(Datos recopilados)

###

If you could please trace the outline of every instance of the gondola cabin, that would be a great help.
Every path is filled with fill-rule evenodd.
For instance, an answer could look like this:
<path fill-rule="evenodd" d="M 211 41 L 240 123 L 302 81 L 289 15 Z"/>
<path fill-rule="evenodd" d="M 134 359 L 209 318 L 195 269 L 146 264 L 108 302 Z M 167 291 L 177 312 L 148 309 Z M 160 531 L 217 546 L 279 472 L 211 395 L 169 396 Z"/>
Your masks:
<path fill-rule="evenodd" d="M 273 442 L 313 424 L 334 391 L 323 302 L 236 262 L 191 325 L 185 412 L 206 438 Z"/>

###

*Objetivo del ejercicio*. Transcribe sin ningún cambio cada línea de los registros anteriores.

*Resultado de la tarea*.
If you could please trace the outline of every instance of the gondola cabin, that would be a great help.
Every path is filled with fill-rule evenodd.
For instance, an answer could look like this:
<path fill-rule="evenodd" d="M 211 41 L 240 123 L 302 81 L 289 15 Z"/>
<path fill-rule="evenodd" d="M 134 359 L 209 318 L 195 269 L 146 264 L 108 302 Z M 167 291 L 177 312 L 148 309 Z M 160 531 L 217 546 L 279 472 L 211 395 L 169 396 Z"/>
Your masks:
<path fill-rule="evenodd" d="M 273 442 L 313 424 L 334 391 L 323 302 L 236 262 L 191 325 L 185 412 L 206 438 Z"/>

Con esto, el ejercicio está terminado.